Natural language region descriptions
++++++++++
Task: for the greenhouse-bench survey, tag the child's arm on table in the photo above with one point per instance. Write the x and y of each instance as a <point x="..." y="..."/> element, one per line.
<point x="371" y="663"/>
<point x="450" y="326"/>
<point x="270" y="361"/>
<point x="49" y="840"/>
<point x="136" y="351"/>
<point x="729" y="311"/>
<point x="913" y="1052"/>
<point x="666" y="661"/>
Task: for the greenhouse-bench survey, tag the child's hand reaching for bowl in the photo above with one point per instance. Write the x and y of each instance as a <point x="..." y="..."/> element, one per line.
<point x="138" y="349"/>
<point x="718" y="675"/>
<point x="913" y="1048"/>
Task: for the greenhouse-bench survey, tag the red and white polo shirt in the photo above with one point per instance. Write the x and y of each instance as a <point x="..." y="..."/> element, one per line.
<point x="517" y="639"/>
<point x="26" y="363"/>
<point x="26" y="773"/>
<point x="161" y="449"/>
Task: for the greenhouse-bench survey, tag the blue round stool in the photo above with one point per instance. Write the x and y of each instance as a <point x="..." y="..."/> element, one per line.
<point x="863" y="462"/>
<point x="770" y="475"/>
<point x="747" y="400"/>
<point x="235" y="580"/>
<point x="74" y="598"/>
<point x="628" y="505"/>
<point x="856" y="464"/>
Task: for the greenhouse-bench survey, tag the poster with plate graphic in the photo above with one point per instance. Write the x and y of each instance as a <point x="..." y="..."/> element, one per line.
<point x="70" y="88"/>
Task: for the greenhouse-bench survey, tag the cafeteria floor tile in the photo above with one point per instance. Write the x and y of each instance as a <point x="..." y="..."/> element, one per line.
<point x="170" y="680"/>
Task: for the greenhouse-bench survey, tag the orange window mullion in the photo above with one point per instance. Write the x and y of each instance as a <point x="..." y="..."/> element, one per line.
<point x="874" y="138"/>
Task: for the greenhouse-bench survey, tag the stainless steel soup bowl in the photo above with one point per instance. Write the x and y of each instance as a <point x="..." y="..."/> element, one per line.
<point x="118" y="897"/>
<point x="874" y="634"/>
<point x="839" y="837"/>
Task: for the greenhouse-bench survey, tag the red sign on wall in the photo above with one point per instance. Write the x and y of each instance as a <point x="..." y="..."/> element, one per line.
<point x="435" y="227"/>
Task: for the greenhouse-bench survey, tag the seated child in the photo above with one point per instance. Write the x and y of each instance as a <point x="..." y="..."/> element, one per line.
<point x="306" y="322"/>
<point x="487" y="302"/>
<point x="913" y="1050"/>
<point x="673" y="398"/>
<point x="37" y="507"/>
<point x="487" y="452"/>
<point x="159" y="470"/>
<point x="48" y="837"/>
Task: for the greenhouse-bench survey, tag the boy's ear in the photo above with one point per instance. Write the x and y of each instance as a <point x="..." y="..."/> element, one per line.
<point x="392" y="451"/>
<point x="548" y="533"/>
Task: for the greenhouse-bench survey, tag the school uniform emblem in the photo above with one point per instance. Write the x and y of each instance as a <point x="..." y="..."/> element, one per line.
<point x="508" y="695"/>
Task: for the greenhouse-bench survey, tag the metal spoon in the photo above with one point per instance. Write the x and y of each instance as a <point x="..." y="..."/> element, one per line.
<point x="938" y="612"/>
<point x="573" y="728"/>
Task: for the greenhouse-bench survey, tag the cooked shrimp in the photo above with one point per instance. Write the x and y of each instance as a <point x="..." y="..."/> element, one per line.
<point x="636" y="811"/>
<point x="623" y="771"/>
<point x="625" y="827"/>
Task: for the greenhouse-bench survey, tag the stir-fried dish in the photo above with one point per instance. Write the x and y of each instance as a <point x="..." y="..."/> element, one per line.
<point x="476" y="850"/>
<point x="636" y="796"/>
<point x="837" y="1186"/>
++++++++++
#### Activity
Output nothing but the lines from the one containing "Task: for the greenhouse-bench survey, tag the cooked" through the last line of the data, exactly as they stand.

#### The answer
Task: for the greenhouse-bench survey, tag the cooked shrimp in the photo above with one point per instance. Write the x and y of each instance as a <point x="..." y="..."/> element, one per line.
<point x="636" y="811"/>
<point x="623" y="771"/>
<point x="625" y="827"/>
Task: for the greenhouse-bench survey, tag the stir-fried dish in the photo above with one point per instance. Write the x and y of each instance as a <point x="..." y="..."/> element, one per line.
<point x="476" y="850"/>
<point x="636" y="796"/>
<point x="837" y="1186"/>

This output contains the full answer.